--- begin Records for the task ---

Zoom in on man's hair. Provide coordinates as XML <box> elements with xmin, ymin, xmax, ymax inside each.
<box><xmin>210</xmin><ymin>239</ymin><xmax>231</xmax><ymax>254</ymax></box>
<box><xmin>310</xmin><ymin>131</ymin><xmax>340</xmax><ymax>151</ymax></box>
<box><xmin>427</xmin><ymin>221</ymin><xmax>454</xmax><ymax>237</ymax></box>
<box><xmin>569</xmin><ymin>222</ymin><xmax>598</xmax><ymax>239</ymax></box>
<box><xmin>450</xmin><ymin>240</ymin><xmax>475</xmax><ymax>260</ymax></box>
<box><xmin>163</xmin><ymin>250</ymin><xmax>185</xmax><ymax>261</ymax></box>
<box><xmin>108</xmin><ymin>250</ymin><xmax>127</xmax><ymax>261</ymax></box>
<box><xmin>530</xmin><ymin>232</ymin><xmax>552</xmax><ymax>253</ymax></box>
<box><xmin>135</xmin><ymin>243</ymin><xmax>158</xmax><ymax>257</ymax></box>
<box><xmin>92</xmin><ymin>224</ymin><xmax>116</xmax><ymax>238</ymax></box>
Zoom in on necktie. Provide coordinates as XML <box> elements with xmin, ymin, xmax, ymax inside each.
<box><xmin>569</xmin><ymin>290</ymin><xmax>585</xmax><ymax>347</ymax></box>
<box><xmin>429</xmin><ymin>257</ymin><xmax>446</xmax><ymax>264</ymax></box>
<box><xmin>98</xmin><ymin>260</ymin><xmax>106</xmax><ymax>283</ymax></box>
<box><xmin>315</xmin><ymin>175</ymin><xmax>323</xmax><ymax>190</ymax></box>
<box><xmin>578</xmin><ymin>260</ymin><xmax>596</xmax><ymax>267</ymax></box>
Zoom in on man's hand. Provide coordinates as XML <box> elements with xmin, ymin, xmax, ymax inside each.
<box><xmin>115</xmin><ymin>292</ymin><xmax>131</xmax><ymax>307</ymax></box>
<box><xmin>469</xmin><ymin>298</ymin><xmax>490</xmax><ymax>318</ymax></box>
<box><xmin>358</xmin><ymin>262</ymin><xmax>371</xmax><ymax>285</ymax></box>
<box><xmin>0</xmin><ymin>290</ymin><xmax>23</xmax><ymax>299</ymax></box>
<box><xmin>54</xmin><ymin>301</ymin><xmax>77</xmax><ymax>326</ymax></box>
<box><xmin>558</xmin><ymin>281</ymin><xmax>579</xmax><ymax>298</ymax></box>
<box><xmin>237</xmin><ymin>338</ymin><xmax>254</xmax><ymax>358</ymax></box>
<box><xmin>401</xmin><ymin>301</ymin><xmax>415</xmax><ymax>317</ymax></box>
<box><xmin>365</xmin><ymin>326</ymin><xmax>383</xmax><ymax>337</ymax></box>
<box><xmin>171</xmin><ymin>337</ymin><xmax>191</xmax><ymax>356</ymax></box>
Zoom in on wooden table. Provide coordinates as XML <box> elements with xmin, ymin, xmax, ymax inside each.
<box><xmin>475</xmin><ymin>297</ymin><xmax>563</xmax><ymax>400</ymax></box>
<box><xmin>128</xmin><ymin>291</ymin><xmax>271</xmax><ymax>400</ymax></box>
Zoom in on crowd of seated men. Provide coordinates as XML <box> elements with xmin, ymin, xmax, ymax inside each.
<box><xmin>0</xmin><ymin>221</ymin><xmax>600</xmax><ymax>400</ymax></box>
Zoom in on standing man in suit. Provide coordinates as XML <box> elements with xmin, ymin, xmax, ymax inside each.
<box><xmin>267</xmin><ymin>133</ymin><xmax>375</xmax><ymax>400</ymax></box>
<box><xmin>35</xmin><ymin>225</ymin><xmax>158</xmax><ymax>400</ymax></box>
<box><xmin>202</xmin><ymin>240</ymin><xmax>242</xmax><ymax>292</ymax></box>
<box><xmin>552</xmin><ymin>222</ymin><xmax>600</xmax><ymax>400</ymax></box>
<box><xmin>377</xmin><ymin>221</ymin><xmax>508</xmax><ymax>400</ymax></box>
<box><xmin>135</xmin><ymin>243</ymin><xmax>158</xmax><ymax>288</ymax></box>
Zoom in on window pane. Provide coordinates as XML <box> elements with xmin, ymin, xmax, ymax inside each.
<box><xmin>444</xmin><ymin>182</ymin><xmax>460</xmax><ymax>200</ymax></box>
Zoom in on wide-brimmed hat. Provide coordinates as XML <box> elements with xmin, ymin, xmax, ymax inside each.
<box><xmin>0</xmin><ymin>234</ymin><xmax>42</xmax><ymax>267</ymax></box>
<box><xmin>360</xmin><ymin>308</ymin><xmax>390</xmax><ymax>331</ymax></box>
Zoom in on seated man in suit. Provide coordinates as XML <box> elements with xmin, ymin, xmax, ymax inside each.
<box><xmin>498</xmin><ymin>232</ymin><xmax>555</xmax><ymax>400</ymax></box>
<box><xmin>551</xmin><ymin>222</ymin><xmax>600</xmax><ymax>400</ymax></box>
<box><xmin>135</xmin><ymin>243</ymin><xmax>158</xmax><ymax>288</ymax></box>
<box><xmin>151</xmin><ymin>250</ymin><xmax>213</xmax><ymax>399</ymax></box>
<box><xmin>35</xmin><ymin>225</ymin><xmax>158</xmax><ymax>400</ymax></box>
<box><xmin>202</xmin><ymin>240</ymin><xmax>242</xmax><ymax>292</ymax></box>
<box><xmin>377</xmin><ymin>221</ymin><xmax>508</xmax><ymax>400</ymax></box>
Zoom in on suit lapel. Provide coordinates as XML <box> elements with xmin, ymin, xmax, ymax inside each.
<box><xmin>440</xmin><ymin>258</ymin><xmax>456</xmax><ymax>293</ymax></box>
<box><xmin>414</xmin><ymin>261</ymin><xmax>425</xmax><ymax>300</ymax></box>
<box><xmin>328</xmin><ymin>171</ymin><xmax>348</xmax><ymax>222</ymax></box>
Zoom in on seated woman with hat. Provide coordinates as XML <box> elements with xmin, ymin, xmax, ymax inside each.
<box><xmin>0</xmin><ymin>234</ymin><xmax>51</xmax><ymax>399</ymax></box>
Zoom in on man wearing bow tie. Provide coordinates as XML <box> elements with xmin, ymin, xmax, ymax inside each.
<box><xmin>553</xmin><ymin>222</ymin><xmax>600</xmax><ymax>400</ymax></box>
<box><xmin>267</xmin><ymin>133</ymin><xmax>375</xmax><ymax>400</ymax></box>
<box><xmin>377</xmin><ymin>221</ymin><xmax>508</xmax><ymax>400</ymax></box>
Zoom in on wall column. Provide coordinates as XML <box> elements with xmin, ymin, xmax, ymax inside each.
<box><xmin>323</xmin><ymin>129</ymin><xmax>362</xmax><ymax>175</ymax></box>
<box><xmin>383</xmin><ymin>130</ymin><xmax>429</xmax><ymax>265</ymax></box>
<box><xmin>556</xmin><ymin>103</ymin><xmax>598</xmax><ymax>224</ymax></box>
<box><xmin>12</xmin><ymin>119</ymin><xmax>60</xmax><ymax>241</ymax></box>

--- end Records for the task ---
--- begin Records for the task ---

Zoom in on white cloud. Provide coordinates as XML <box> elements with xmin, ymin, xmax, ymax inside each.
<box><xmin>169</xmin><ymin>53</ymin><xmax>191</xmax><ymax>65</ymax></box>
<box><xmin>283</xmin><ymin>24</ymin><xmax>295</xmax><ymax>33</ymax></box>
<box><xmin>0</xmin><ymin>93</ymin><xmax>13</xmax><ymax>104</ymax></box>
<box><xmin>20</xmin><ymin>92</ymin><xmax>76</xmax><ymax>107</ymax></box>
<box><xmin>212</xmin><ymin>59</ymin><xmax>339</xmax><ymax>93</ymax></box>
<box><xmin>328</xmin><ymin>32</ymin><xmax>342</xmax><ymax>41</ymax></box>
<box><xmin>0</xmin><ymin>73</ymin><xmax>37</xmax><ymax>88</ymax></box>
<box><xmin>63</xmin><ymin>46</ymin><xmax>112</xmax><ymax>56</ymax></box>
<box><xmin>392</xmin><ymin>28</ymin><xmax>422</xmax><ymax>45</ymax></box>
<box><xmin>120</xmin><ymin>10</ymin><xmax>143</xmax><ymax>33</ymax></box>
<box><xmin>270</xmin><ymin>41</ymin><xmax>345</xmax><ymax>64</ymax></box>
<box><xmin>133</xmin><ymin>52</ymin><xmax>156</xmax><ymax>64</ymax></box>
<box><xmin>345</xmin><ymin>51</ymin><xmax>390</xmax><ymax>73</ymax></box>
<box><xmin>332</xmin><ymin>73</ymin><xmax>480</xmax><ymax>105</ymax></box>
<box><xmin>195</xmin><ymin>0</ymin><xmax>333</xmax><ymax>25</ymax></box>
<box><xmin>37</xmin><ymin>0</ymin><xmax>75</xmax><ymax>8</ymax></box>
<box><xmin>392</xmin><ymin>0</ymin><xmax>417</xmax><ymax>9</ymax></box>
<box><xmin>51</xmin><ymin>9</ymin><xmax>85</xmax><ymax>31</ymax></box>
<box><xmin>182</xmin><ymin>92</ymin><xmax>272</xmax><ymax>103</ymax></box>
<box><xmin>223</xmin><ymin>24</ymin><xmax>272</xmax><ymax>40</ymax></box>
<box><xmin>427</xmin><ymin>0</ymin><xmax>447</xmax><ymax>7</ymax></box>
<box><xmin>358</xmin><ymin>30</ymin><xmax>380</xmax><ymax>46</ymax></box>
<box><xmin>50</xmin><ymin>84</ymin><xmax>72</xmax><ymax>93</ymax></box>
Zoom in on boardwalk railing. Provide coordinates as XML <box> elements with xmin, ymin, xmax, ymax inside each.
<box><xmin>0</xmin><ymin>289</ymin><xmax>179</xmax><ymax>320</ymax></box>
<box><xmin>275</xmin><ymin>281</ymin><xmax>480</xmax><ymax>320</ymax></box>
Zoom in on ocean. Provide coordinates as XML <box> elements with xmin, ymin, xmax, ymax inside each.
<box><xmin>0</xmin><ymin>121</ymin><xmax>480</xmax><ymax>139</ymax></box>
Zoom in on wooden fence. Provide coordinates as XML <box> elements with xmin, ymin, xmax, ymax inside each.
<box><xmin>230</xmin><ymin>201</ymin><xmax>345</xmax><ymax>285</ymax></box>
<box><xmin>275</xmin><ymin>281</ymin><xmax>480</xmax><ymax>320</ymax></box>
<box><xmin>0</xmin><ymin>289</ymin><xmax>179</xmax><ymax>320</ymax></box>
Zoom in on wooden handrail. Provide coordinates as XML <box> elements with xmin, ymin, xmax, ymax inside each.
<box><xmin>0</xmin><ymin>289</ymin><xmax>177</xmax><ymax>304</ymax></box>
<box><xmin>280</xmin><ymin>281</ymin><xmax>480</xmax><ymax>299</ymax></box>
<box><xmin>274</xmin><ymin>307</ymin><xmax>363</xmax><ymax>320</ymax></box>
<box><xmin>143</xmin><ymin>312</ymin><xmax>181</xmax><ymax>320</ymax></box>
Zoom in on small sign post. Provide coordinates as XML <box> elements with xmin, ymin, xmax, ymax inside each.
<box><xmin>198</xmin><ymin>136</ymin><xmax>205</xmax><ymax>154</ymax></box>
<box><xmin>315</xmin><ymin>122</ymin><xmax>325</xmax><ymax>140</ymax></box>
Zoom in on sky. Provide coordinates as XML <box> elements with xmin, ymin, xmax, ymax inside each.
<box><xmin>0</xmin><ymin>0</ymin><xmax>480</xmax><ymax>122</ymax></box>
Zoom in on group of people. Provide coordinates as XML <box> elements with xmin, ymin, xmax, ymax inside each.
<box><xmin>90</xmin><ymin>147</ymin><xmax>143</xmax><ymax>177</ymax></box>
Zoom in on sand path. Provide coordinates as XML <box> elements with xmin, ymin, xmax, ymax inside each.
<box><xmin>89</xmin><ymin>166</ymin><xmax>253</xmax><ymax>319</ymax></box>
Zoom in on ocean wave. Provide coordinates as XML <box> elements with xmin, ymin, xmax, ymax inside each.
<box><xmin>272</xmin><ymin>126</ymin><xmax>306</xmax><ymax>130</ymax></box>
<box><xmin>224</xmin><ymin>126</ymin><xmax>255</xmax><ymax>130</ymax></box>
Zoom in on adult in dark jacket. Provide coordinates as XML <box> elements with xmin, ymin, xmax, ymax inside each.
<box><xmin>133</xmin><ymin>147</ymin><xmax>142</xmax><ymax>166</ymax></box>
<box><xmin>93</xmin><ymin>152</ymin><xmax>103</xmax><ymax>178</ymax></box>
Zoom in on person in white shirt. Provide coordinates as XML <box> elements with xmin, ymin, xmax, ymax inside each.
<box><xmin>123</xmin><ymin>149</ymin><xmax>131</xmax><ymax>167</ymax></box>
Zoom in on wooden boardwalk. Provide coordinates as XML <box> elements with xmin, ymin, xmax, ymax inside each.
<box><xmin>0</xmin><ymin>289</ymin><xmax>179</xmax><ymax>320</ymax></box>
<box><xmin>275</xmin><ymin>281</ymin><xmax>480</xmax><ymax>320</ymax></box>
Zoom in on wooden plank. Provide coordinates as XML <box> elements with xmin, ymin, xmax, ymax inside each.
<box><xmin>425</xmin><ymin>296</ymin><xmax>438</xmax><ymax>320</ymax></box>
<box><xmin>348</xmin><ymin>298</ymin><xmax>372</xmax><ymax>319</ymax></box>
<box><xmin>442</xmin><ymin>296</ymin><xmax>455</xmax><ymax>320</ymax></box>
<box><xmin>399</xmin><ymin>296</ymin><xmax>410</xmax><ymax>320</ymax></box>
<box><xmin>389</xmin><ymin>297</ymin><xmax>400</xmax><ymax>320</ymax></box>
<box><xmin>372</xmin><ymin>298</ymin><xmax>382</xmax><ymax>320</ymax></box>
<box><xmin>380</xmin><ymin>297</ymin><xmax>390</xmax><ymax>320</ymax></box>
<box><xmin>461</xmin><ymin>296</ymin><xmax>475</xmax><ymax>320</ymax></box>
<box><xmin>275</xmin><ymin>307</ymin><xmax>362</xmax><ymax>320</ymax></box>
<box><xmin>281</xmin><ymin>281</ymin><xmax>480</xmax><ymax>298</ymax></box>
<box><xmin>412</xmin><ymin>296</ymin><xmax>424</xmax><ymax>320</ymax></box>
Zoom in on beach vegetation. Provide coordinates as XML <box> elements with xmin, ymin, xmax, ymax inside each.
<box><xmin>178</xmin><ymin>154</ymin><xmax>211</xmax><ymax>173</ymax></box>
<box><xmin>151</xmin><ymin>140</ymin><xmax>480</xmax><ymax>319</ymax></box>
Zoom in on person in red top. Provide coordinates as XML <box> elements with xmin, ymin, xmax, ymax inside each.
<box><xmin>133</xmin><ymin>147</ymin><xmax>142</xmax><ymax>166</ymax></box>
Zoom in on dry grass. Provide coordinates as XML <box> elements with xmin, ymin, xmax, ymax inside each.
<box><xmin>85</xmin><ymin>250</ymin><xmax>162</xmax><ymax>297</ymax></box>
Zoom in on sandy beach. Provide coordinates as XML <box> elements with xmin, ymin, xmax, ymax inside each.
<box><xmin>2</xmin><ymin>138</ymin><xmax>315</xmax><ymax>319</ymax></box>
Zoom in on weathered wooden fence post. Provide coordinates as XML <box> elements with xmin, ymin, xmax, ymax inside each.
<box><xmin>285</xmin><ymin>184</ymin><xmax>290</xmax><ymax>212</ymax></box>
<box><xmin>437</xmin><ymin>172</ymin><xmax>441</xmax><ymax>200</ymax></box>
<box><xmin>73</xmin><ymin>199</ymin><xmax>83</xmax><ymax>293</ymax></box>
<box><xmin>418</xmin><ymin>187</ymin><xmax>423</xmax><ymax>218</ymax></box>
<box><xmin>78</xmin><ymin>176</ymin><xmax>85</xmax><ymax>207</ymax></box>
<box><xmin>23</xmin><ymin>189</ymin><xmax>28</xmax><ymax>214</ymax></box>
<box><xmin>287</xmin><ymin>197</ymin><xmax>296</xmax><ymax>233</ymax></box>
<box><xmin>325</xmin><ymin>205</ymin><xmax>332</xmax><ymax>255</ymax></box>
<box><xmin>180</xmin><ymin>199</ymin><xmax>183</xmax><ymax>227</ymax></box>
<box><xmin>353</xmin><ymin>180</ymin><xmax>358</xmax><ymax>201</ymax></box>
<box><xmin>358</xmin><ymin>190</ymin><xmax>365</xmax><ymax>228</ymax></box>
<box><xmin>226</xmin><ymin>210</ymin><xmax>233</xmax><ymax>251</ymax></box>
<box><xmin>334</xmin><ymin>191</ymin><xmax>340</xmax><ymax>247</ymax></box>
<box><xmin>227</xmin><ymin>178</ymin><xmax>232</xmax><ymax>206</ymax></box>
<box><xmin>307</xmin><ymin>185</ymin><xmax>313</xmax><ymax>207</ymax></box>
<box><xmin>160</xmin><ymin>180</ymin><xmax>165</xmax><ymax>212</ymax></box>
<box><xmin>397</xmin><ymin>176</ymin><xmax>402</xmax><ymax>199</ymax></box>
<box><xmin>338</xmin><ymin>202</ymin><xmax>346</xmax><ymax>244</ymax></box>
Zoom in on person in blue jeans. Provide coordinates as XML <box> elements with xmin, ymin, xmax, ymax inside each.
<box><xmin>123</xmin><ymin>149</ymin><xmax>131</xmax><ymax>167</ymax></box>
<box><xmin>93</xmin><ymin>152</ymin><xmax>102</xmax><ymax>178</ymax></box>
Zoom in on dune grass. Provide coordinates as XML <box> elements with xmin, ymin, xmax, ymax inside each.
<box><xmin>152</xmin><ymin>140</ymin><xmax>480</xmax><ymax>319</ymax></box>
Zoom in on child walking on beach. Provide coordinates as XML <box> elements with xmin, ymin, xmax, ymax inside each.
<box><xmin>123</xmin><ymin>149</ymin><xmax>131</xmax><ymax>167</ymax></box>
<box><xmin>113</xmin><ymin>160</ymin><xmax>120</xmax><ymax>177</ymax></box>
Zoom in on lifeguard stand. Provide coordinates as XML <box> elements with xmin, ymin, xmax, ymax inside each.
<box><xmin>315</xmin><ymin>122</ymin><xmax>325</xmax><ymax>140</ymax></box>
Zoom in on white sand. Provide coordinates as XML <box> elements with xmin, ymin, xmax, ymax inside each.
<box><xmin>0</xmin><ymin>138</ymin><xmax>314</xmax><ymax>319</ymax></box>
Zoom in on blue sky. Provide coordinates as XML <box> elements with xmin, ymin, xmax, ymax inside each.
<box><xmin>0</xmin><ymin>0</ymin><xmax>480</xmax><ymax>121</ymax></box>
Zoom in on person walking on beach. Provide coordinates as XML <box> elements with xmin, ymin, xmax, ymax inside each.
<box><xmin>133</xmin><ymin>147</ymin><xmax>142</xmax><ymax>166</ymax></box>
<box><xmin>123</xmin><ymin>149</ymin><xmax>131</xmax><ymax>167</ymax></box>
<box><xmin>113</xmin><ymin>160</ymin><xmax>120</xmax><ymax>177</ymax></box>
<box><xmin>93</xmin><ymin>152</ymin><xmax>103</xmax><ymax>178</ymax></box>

--- end Records for the task ---
--- begin Records for the task ---

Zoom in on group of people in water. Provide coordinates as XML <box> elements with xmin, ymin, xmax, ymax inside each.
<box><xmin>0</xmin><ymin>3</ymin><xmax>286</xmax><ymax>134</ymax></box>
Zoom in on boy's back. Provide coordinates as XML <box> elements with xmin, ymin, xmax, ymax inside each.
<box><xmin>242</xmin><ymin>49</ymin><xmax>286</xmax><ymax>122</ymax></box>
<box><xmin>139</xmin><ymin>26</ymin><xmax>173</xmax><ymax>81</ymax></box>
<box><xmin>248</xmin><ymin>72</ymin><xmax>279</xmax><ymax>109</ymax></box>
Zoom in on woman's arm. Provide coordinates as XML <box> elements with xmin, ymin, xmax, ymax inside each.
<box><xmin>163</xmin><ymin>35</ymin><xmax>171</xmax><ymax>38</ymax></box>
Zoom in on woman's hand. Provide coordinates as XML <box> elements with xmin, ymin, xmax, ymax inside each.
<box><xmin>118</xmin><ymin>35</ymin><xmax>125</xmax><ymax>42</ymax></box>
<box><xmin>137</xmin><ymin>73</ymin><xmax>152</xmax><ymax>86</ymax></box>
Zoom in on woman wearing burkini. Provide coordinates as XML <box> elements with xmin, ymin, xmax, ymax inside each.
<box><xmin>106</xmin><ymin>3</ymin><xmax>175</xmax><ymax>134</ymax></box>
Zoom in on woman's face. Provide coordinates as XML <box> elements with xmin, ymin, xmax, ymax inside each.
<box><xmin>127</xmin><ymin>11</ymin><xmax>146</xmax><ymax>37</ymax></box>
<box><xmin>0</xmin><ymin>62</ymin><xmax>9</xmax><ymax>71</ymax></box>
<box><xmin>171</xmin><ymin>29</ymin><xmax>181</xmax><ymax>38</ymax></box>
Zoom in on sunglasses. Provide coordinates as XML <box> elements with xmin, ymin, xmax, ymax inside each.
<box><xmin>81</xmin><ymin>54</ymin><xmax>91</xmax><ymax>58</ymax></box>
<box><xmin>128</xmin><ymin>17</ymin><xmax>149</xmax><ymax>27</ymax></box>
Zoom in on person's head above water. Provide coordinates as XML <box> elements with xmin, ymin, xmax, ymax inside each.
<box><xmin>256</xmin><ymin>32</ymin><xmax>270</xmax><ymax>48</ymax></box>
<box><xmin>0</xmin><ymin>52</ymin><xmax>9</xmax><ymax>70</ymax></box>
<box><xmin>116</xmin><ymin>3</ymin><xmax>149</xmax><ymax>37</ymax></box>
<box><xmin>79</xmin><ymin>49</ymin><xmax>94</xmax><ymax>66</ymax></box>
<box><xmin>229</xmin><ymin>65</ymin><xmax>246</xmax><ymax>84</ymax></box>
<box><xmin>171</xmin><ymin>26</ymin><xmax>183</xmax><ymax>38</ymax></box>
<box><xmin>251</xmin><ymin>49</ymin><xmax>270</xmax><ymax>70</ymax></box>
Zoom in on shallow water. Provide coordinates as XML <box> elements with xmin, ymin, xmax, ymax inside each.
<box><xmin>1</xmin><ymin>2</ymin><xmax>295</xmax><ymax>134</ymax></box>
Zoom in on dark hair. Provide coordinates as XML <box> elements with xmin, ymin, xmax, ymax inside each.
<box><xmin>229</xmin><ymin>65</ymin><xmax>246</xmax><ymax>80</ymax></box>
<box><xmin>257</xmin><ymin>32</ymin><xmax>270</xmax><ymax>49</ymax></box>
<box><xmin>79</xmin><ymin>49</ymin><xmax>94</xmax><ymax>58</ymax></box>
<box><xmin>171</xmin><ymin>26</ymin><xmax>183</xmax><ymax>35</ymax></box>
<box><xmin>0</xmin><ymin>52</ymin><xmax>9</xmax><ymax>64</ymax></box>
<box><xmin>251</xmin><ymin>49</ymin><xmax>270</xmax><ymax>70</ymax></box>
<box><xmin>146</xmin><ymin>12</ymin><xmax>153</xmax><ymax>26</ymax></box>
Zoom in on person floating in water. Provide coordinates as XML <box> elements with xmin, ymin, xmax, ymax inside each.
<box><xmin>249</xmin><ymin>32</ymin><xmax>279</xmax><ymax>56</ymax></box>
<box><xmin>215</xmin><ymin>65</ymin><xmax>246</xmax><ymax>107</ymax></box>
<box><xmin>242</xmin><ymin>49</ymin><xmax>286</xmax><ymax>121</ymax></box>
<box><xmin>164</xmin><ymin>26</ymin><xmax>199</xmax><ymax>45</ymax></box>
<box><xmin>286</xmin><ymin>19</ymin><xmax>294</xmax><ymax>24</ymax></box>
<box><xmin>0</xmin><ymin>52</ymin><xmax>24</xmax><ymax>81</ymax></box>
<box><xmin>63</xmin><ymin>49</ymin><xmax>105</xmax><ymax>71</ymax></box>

--- end Records for the task ---

• _Stated goal_:
Pick out every line of the data above that contains the string "woman", matching case exactly.

• _Right answer_:
Zoom in on seated woman with hat. Provide coordinates as XML <box> elements with xmin, ymin, xmax, ymax inside each.
Zoom in on woman's arm. Provide coordinates as XML <box> elements with xmin, ymin, xmax, ymax inside each.
Zoom in on woman's hand. Provide coordinates as XML <box> elements with xmin, ymin, xmax, ymax inside each.
Zoom in on woman wearing burkini. Provide coordinates as XML <box> elements with xmin, ymin, xmax, ymax inside each.
Zoom in on woman's face. Provide coordinates as XML <box> elements with xmin, ymin, xmax, ymax inside each.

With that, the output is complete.